* Exercise directions *
Put the material from the line with "An <instance> block" through the line with "box: [49, 886, 153, 936]" into a Markdown table with columns Row and Content, numbering each line and leaving out blank lines.

* Records for this exercise *
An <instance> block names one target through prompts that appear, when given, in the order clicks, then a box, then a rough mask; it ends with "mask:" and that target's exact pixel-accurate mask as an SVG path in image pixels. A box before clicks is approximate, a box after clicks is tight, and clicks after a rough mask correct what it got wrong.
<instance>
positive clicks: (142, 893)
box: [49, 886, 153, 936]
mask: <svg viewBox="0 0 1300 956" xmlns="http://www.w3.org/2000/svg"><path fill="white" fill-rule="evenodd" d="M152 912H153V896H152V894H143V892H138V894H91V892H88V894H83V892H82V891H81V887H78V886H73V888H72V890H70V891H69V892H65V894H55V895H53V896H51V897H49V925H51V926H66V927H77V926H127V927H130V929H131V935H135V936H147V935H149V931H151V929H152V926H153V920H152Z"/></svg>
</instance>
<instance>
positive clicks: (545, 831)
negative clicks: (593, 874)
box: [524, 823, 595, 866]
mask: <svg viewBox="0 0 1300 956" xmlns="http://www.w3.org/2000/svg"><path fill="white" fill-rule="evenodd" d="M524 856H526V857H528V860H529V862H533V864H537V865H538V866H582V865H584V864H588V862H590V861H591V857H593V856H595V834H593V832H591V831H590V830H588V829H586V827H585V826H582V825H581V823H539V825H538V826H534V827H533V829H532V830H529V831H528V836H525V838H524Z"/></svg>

* * *

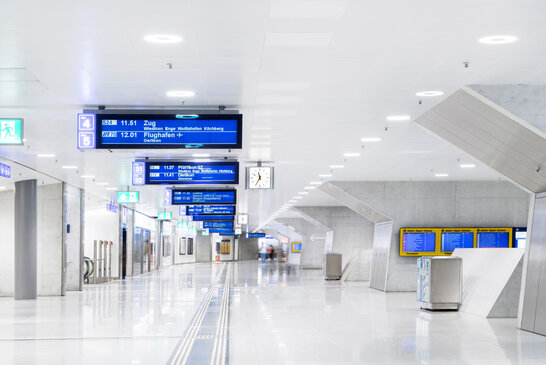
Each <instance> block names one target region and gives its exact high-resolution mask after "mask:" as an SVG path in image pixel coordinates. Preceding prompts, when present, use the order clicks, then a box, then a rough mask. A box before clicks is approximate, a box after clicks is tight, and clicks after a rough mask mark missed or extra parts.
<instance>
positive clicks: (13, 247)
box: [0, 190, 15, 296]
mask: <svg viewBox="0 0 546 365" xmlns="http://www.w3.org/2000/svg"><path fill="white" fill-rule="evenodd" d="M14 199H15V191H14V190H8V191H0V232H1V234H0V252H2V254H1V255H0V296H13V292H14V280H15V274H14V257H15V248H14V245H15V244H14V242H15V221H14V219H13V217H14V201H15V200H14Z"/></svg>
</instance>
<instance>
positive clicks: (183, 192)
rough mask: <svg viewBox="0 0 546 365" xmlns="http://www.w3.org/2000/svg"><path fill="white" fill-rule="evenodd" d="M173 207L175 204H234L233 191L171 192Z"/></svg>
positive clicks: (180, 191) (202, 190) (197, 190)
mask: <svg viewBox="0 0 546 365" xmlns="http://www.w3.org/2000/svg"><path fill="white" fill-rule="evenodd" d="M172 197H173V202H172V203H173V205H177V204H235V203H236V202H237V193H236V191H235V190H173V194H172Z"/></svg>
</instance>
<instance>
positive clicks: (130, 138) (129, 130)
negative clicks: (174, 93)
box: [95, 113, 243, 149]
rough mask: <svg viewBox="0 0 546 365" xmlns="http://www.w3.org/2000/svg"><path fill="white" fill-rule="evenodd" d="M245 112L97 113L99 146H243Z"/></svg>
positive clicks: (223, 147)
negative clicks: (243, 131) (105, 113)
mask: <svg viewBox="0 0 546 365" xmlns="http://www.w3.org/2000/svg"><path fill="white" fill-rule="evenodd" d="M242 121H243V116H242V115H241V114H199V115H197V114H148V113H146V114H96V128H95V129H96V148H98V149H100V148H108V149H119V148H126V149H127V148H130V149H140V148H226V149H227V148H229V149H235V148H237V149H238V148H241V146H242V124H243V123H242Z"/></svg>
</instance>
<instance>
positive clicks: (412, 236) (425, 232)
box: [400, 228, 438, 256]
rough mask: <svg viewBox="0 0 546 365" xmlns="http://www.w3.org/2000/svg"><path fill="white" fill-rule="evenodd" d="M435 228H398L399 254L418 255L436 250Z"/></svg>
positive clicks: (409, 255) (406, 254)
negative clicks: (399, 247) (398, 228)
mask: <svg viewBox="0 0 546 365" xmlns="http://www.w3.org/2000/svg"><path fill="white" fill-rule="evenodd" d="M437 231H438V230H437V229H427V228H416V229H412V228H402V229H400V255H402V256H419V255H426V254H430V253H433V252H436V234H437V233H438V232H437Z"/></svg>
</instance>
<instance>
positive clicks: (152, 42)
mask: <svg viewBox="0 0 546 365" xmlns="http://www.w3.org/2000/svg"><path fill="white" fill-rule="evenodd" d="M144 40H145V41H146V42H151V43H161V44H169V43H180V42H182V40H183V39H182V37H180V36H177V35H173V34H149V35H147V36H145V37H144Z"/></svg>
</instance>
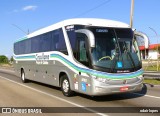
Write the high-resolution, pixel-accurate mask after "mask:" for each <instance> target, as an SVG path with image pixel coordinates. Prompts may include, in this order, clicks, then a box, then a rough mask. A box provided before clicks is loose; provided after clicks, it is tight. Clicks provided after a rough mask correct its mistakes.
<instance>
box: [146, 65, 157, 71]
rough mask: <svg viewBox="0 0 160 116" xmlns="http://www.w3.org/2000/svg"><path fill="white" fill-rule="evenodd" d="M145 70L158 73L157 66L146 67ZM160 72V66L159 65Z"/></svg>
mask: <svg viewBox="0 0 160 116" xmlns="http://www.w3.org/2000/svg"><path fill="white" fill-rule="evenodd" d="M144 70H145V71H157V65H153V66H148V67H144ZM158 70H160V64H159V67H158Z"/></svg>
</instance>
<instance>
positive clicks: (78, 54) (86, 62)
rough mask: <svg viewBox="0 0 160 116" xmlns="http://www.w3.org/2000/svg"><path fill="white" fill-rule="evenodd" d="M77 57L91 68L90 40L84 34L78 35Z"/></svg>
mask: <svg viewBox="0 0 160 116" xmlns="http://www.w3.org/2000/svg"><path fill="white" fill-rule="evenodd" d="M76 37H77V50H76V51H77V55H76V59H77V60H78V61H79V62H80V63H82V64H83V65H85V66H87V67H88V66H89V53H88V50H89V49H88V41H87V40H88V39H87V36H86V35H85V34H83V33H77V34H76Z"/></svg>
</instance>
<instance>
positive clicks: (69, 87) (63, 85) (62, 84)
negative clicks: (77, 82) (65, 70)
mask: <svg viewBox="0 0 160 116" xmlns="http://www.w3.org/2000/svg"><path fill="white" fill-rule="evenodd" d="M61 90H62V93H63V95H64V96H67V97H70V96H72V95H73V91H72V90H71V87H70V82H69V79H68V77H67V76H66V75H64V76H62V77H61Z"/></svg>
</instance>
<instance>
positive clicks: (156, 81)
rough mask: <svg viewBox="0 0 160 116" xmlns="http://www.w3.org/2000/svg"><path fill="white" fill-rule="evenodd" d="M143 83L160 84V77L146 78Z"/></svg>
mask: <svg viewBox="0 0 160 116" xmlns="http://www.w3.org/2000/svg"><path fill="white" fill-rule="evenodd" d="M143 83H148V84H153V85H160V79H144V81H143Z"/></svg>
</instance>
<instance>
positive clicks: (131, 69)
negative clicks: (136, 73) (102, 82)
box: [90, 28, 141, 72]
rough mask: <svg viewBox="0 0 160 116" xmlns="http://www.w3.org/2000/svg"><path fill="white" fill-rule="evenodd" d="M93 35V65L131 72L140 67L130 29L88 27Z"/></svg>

--

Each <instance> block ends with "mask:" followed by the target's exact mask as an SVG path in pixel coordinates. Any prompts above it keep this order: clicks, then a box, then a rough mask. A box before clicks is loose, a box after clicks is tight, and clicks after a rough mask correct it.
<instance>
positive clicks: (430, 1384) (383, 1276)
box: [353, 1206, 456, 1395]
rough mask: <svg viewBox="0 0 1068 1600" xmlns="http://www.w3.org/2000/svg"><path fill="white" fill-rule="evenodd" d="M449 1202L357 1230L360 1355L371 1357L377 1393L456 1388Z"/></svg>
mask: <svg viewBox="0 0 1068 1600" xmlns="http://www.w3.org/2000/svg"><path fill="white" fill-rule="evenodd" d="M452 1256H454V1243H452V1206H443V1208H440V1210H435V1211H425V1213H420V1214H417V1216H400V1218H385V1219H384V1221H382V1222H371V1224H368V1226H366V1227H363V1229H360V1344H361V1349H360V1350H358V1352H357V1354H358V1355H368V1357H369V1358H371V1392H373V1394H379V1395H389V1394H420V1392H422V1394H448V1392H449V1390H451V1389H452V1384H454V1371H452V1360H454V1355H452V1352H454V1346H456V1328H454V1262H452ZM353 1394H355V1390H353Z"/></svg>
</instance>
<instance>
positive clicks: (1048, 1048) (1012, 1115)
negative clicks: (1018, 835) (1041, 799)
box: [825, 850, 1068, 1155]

* Response to this exercise *
| Row | Content |
|---|---|
| 1 | An <instance> block names one target through prompts that appear, when given, in the order clicks, then a box, then a rough mask; it ends with "mask:" and that target's exact pixel-accurate mask as an SVG path in image pixels. A box before clicks is approximate, a box after clicks is tight, and clicks after a rough mask correct what it got wrong. |
| 2 | <instance> |
| 3 | positive clicks: (142, 893) |
| 4 | box: [49, 886, 153, 936] |